>> Start
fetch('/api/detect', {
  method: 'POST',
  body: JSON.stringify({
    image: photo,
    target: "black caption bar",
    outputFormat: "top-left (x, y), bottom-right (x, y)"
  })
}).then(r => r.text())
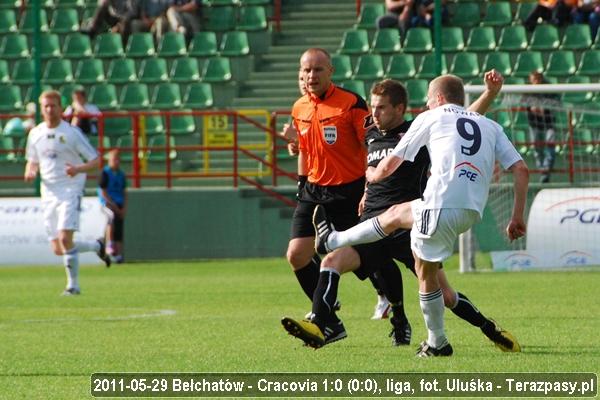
top-left (90, 372), bottom-right (598, 398)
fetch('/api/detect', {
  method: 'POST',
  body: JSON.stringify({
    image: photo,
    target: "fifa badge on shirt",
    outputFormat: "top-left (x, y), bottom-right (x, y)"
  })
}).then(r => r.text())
top-left (323, 126), bottom-right (337, 144)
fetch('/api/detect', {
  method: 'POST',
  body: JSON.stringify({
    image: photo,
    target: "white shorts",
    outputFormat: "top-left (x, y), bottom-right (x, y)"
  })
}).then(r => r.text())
top-left (410, 199), bottom-right (481, 262)
top-left (42, 188), bottom-right (83, 240)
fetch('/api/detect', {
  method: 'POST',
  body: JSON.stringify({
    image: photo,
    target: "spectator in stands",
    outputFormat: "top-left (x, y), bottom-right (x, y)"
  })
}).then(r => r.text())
top-left (82, 0), bottom-right (137, 45)
top-left (523, 0), bottom-right (578, 31)
top-left (64, 86), bottom-right (101, 136)
top-left (167, 0), bottom-right (202, 43)
top-left (573, 0), bottom-right (600, 40)
top-left (411, 0), bottom-right (449, 28)
top-left (526, 71), bottom-right (558, 183)
top-left (377, 0), bottom-right (415, 34)
top-left (98, 149), bottom-right (127, 263)
top-left (131, 0), bottom-right (172, 42)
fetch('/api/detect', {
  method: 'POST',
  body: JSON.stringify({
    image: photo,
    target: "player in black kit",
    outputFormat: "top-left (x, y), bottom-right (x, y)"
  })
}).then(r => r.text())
top-left (282, 71), bottom-right (520, 351)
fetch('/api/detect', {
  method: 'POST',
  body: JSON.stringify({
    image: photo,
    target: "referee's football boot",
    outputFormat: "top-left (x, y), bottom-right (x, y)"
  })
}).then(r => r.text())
top-left (61, 288), bottom-right (81, 296)
top-left (96, 238), bottom-right (111, 268)
top-left (390, 317), bottom-right (412, 346)
top-left (481, 319), bottom-right (521, 353)
top-left (323, 321), bottom-right (348, 344)
top-left (313, 204), bottom-right (334, 254)
top-left (281, 317), bottom-right (324, 349)
top-left (417, 341), bottom-right (454, 358)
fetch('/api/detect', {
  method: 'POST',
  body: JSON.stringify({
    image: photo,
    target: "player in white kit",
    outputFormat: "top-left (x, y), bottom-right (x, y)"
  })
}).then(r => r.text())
top-left (25, 90), bottom-right (110, 296)
top-left (314, 75), bottom-right (529, 357)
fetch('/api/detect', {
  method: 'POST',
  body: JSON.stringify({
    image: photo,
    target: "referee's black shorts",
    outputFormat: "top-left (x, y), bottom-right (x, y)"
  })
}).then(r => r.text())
top-left (290, 178), bottom-right (365, 239)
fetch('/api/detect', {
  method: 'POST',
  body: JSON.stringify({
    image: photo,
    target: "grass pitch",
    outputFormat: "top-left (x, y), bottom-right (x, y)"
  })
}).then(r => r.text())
top-left (0, 259), bottom-right (600, 399)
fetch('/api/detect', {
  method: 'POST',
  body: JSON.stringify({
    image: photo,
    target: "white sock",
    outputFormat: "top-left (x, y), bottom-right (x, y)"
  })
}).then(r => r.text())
top-left (73, 240), bottom-right (100, 253)
top-left (419, 289), bottom-right (448, 349)
top-left (327, 217), bottom-right (387, 250)
top-left (63, 247), bottom-right (79, 289)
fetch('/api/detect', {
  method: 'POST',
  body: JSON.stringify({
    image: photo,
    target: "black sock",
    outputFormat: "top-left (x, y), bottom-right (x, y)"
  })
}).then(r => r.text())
top-left (312, 268), bottom-right (340, 331)
top-left (294, 254), bottom-right (321, 302)
top-left (375, 260), bottom-right (406, 321)
top-left (451, 293), bottom-right (487, 328)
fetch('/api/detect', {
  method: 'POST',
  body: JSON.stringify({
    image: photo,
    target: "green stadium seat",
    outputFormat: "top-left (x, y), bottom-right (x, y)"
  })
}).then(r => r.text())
top-left (529, 25), bottom-right (560, 50)
top-left (404, 28), bottom-right (433, 53)
top-left (340, 29), bottom-right (369, 54)
top-left (498, 25), bottom-right (527, 51)
top-left (107, 58), bottom-right (137, 85)
top-left (481, 1), bottom-right (513, 26)
top-left (94, 33), bottom-right (125, 58)
top-left (50, 8), bottom-right (79, 34)
top-left (37, 33), bottom-right (61, 59)
top-left (450, 2), bottom-right (481, 28)
top-left (166, 110), bottom-right (196, 136)
top-left (386, 54), bottom-right (417, 80)
top-left (442, 26), bottom-right (465, 53)
top-left (220, 31), bottom-right (250, 57)
top-left (356, 3), bottom-right (385, 29)
top-left (12, 58), bottom-right (35, 85)
top-left (577, 50), bottom-right (600, 76)
top-left (188, 31), bottom-right (218, 57)
top-left (515, 1), bottom-right (537, 23)
top-left (481, 51), bottom-right (512, 77)
top-left (138, 57), bottom-right (169, 83)
top-left (0, 33), bottom-right (29, 60)
top-left (236, 6), bottom-right (267, 31)
top-left (546, 50), bottom-right (577, 77)
top-left (371, 28), bottom-right (402, 54)
top-left (562, 76), bottom-right (594, 104)
top-left (354, 54), bottom-right (383, 81)
top-left (406, 79), bottom-right (429, 107)
top-left (183, 82), bottom-right (214, 109)
top-left (42, 58), bottom-right (73, 85)
top-left (0, 85), bottom-right (23, 112)
top-left (202, 57), bottom-right (232, 83)
top-left (340, 79), bottom-right (367, 99)
top-left (90, 83), bottom-right (119, 111)
top-left (206, 6), bottom-right (237, 32)
top-left (75, 58), bottom-right (106, 85)
top-left (331, 54), bottom-right (352, 82)
top-left (417, 53), bottom-right (448, 79)
top-left (63, 33), bottom-right (92, 58)
top-left (158, 32), bottom-right (187, 57)
top-left (450, 53), bottom-right (480, 80)
top-left (152, 83), bottom-right (181, 110)
top-left (560, 24), bottom-right (592, 50)
top-left (140, 114), bottom-right (165, 136)
top-left (126, 32), bottom-right (156, 58)
top-left (19, 9), bottom-right (48, 33)
top-left (0, 9), bottom-right (18, 35)
top-left (121, 83), bottom-right (150, 110)
top-left (0, 60), bottom-right (10, 84)
top-left (513, 51), bottom-right (544, 78)
top-left (467, 26), bottom-right (496, 52)
top-left (104, 116), bottom-right (133, 137)
top-left (171, 57), bottom-right (200, 83)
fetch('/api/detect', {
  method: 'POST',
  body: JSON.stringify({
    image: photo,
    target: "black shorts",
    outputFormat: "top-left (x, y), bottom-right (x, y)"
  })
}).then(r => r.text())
top-left (352, 230), bottom-right (416, 280)
top-left (290, 178), bottom-right (365, 239)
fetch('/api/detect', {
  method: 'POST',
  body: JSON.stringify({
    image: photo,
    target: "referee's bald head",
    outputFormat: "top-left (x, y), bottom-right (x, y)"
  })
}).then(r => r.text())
top-left (429, 74), bottom-right (465, 106)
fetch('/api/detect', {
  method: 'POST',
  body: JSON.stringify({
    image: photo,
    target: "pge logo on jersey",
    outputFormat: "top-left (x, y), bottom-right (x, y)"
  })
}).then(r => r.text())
top-left (454, 161), bottom-right (481, 182)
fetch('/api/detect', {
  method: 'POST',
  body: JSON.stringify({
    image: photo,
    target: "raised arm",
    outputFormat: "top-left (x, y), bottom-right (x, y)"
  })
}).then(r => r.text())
top-left (506, 160), bottom-right (529, 241)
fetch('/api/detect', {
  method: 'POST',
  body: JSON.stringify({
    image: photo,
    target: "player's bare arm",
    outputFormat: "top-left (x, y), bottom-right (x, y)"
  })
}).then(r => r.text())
top-left (24, 161), bottom-right (40, 182)
top-left (65, 157), bottom-right (100, 176)
top-left (469, 69), bottom-right (504, 114)
top-left (367, 154), bottom-right (404, 183)
top-left (506, 160), bottom-right (529, 241)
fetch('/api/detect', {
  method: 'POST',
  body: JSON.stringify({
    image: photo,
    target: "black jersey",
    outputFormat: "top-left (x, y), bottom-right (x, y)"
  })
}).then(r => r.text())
top-left (364, 121), bottom-right (430, 217)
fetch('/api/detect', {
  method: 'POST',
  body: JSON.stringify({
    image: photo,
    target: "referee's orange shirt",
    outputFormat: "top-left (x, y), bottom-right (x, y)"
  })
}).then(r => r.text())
top-left (292, 84), bottom-right (373, 186)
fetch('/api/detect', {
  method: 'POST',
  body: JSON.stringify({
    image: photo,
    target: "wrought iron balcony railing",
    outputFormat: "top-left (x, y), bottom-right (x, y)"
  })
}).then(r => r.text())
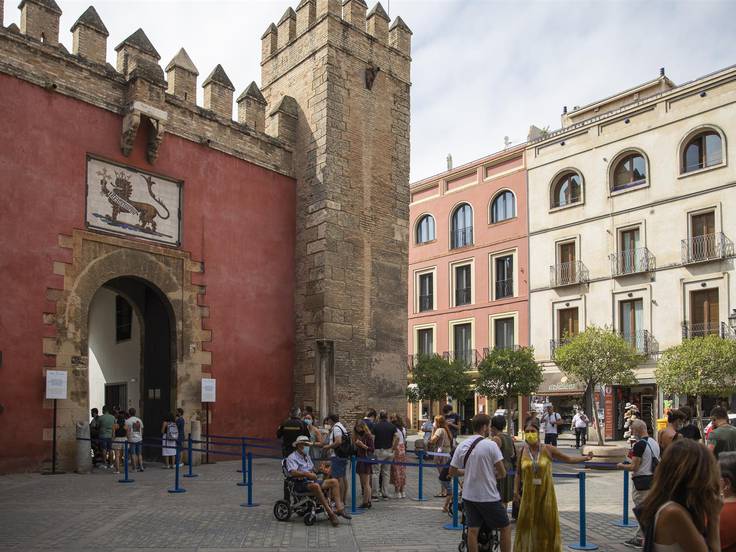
top-left (608, 247), bottom-right (656, 276)
top-left (549, 261), bottom-right (590, 287)
top-left (681, 232), bottom-right (734, 264)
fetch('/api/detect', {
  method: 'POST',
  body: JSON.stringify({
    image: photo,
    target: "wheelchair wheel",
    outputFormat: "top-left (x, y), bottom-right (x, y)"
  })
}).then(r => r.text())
top-left (273, 500), bottom-right (291, 521)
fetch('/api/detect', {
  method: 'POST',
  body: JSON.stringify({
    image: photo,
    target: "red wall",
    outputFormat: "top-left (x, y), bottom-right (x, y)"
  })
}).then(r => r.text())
top-left (0, 75), bottom-right (296, 472)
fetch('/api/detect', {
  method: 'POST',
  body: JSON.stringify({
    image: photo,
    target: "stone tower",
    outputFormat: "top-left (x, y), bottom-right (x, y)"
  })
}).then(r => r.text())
top-left (261, 0), bottom-right (411, 420)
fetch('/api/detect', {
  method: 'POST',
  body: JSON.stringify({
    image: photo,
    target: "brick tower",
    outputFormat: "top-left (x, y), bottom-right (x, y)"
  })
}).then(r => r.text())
top-left (261, 0), bottom-right (411, 420)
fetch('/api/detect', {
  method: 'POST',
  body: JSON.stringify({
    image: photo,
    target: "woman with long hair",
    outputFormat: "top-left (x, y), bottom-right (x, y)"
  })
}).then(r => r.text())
top-left (639, 439), bottom-right (723, 552)
top-left (514, 418), bottom-right (592, 552)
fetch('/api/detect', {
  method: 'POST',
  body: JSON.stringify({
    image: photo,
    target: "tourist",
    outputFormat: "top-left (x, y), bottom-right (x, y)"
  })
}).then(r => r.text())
top-left (572, 408), bottom-right (590, 449)
top-left (657, 410), bottom-right (685, 454)
top-left (708, 406), bottom-right (736, 458)
top-left (391, 414), bottom-right (406, 498)
top-left (161, 414), bottom-right (179, 469)
top-left (491, 415), bottom-right (516, 507)
top-left (276, 406), bottom-right (311, 458)
top-left (514, 418), bottom-right (593, 552)
top-left (429, 416), bottom-right (452, 498)
top-left (286, 435), bottom-right (352, 527)
top-left (450, 414), bottom-right (512, 552)
top-left (542, 404), bottom-right (562, 447)
top-left (617, 420), bottom-right (660, 548)
top-left (373, 410), bottom-right (396, 499)
top-left (354, 420), bottom-right (374, 508)
top-left (718, 452), bottom-right (736, 552)
top-left (639, 439), bottom-right (723, 552)
top-left (125, 407), bottom-right (143, 471)
top-left (678, 405), bottom-right (701, 441)
top-left (97, 405), bottom-right (115, 469)
top-left (112, 412), bottom-right (128, 473)
top-left (322, 413), bottom-right (350, 502)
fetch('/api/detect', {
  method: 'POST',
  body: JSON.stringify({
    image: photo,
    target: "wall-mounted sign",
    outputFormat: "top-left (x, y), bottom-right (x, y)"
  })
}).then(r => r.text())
top-left (87, 157), bottom-right (181, 245)
top-left (46, 370), bottom-right (66, 399)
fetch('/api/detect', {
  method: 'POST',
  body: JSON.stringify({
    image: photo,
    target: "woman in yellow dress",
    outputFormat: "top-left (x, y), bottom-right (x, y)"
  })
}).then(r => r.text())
top-left (514, 418), bottom-right (592, 552)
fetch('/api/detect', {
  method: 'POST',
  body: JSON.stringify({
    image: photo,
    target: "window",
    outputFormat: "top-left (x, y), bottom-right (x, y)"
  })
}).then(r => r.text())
top-left (450, 203), bottom-right (473, 249)
top-left (551, 171), bottom-right (583, 209)
top-left (494, 255), bottom-right (514, 299)
top-left (115, 295), bottom-right (133, 342)
top-left (417, 215), bottom-right (435, 244)
top-left (611, 153), bottom-right (647, 191)
top-left (682, 130), bottom-right (723, 173)
top-left (491, 190), bottom-right (516, 223)
top-left (454, 264), bottom-right (473, 307)
top-left (419, 272), bottom-right (434, 312)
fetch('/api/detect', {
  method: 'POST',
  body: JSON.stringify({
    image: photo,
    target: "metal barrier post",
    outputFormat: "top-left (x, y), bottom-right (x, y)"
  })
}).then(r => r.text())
top-left (614, 470), bottom-right (639, 527)
top-left (184, 433), bottom-right (197, 477)
top-left (568, 470), bottom-right (598, 550)
top-left (236, 438), bottom-right (248, 487)
top-left (412, 450), bottom-right (429, 502)
top-left (169, 443), bottom-right (187, 493)
top-left (241, 452), bottom-right (258, 508)
top-left (442, 475), bottom-right (463, 531)
top-left (118, 439), bottom-right (134, 483)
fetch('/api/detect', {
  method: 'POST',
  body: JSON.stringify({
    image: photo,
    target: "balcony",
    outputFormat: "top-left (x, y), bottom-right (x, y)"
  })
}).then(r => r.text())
top-left (608, 247), bottom-right (656, 277)
top-left (450, 226), bottom-right (473, 249)
top-left (681, 232), bottom-right (733, 264)
top-left (549, 261), bottom-right (589, 287)
top-left (495, 278), bottom-right (514, 299)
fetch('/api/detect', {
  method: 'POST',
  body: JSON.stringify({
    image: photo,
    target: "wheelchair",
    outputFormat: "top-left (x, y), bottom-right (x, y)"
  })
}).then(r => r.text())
top-left (273, 460), bottom-right (332, 526)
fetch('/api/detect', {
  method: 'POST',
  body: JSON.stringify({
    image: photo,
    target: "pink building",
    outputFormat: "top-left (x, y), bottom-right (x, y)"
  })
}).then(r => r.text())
top-left (408, 146), bottom-right (529, 425)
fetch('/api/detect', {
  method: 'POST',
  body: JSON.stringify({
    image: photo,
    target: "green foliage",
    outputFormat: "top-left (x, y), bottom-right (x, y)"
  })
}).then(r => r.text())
top-left (406, 355), bottom-right (472, 402)
top-left (655, 335), bottom-right (736, 395)
top-left (476, 347), bottom-right (543, 399)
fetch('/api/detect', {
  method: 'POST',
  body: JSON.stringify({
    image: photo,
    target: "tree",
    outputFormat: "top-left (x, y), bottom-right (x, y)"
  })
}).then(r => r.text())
top-left (406, 355), bottom-right (472, 410)
top-left (554, 326), bottom-right (644, 445)
top-left (655, 335), bottom-right (736, 435)
top-left (476, 347), bottom-right (543, 433)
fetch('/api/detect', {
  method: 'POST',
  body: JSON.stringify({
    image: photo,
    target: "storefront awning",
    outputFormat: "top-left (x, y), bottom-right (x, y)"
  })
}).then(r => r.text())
top-left (533, 372), bottom-right (585, 396)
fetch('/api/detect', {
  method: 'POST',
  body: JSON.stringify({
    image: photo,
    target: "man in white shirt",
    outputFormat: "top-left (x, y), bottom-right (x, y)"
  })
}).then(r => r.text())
top-left (542, 404), bottom-right (562, 447)
top-left (450, 414), bottom-right (511, 552)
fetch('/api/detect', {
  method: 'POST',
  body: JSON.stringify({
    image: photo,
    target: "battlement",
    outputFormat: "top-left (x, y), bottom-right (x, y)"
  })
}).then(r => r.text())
top-left (0, 0), bottom-right (302, 174)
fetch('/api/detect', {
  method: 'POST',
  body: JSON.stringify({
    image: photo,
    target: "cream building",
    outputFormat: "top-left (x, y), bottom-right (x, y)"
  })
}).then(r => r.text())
top-left (526, 66), bottom-right (736, 437)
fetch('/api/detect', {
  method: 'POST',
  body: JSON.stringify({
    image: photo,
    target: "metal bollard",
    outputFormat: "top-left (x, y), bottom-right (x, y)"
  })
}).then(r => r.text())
top-left (184, 433), bottom-right (198, 477)
top-left (568, 471), bottom-right (598, 550)
top-left (118, 440), bottom-right (134, 483)
top-left (169, 443), bottom-right (187, 493)
top-left (241, 452), bottom-right (258, 508)
top-left (443, 475), bottom-right (463, 531)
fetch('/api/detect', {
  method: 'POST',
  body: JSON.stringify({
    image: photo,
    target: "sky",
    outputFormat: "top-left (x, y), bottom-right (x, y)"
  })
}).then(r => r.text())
top-left (5, 0), bottom-right (736, 182)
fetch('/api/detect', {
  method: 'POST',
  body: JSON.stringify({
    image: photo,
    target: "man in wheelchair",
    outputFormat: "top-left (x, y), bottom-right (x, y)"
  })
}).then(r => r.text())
top-left (286, 435), bottom-right (352, 526)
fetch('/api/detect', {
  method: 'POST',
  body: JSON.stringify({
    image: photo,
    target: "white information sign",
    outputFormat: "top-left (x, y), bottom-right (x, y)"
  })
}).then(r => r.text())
top-left (46, 370), bottom-right (66, 399)
top-left (202, 378), bottom-right (217, 402)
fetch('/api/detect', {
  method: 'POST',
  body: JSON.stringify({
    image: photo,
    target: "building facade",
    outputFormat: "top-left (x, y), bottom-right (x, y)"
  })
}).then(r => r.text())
top-left (0, 0), bottom-right (411, 472)
top-left (407, 146), bottom-right (529, 423)
top-left (526, 63), bottom-right (736, 438)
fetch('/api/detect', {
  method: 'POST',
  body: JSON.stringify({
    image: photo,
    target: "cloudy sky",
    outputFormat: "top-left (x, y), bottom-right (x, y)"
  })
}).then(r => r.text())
top-left (5, 0), bottom-right (736, 181)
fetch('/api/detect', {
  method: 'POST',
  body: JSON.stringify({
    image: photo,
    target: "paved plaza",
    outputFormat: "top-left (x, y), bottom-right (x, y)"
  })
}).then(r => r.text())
top-left (0, 446), bottom-right (633, 552)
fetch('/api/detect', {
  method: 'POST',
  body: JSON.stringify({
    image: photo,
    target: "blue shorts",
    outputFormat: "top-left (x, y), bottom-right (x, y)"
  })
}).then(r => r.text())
top-left (330, 456), bottom-right (348, 479)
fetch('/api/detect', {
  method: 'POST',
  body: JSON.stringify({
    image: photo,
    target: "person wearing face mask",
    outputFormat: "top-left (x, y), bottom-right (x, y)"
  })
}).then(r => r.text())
top-left (514, 418), bottom-right (592, 552)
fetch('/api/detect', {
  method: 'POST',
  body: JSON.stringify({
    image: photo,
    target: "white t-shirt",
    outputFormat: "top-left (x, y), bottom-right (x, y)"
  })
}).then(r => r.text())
top-left (450, 435), bottom-right (503, 502)
top-left (125, 416), bottom-right (143, 443)
top-left (542, 412), bottom-right (561, 433)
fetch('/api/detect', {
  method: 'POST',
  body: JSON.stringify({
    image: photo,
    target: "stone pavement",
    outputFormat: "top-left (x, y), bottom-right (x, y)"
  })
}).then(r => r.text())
top-left (0, 446), bottom-right (633, 552)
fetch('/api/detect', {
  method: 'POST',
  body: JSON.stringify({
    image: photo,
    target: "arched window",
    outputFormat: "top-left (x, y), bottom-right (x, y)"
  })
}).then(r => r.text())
top-left (682, 130), bottom-right (723, 173)
top-left (611, 153), bottom-right (647, 191)
top-left (491, 190), bottom-right (516, 222)
top-left (417, 215), bottom-right (435, 243)
top-left (450, 203), bottom-right (473, 249)
top-left (551, 171), bottom-right (583, 209)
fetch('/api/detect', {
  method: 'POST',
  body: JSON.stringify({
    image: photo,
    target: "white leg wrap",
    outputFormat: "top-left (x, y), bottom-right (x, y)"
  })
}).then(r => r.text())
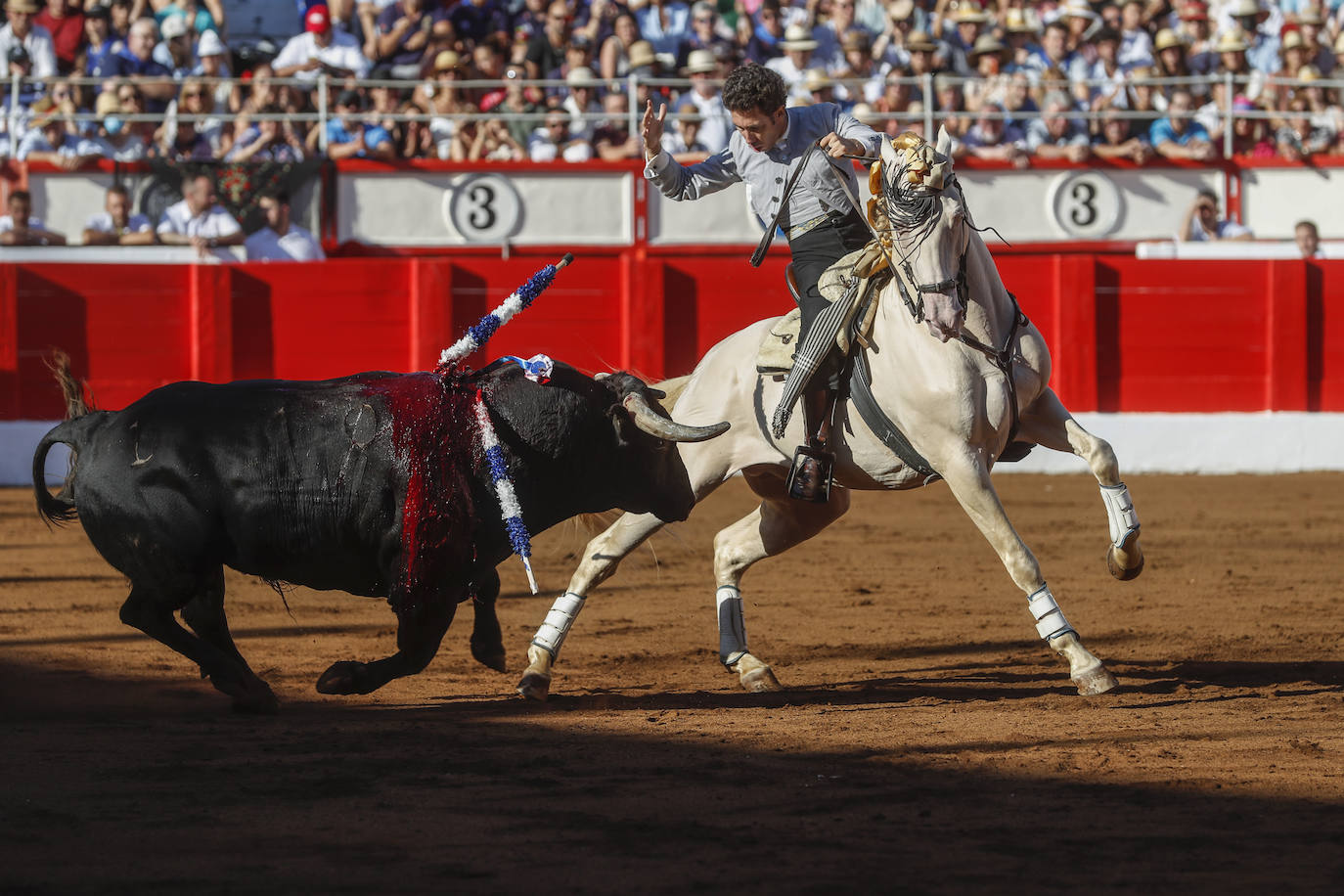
top-left (1027, 584), bottom-right (1074, 641)
top-left (532, 591), bottom-right (583, 661)
top-left (1100, 482), bottom-right (1139, 548)
top-left (714, 584), bottom-right (747, 666)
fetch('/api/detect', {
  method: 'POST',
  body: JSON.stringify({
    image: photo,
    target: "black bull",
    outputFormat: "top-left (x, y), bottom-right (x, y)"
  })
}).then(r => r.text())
top-left (33, 363), bottom-right (727, 712)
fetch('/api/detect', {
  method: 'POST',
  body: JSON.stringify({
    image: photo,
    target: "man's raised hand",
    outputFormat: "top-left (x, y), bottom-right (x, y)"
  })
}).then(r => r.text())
top-left (640, 100), bottom-right (668, 159)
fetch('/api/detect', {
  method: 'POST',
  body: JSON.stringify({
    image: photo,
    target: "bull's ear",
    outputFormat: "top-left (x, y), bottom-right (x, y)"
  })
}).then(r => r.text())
top-left (934, 125), bottom-right (952, 165)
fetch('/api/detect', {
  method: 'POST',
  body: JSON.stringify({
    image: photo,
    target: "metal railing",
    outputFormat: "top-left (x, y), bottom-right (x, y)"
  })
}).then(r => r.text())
top-left (3, 74), bottom-right (1344, 157)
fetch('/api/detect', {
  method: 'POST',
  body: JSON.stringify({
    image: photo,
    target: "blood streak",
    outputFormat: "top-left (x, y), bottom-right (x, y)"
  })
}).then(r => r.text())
top-left (363, 371), bottom-right (475, 612)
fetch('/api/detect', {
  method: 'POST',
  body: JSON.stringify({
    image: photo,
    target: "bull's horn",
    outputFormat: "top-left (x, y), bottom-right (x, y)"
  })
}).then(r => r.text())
top-left (624, 392), bottom-right (729, 442)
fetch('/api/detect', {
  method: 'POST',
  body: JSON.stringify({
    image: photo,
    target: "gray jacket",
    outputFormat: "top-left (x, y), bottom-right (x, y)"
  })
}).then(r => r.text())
top-left (644, 102), bottom-right (881, 240)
>> End
REQUIRED WORK: Write out the listing again, word for word, from its first line down to the line holding "top-left (42, 188), bottom-right (83, 240)", counting both of those lines. Leave the pictures out.

TASK ANSWER:
fetch('/api/detect', {
  method: 'POST',
  body: JSON.stringify({
    image: photo,
    target: "black caption bar",
    outputFormat: "top-left (x, y), bottom-right (x, y)"
  })
}).then(r => r.text())
top-left (90, 372), bottom-right (598, 398)
fetch('/api/detect', {
  method: 'POST',
  body: JSON.stringify({
    image: photo,
    target: "fifa badge on shirt",
    outputFormat: "top-left (x, y), bottom-right (x, y)"
  })
}).then(r => r.text())
top-left (323, 126), bottom-right (337, 144)
fetch('/api/detect', {
  method: 'POST',
  body: JSON.stringify({
    image: photo,
    target: "white shorts",
    outputFormat: "top-left (x, y), bottom-right (x, y)"
  })
}).then(r => r.text())
top-left (410, 199), bottom-right (481, 262)
top-left (42, 188), bottom-right (83, 240)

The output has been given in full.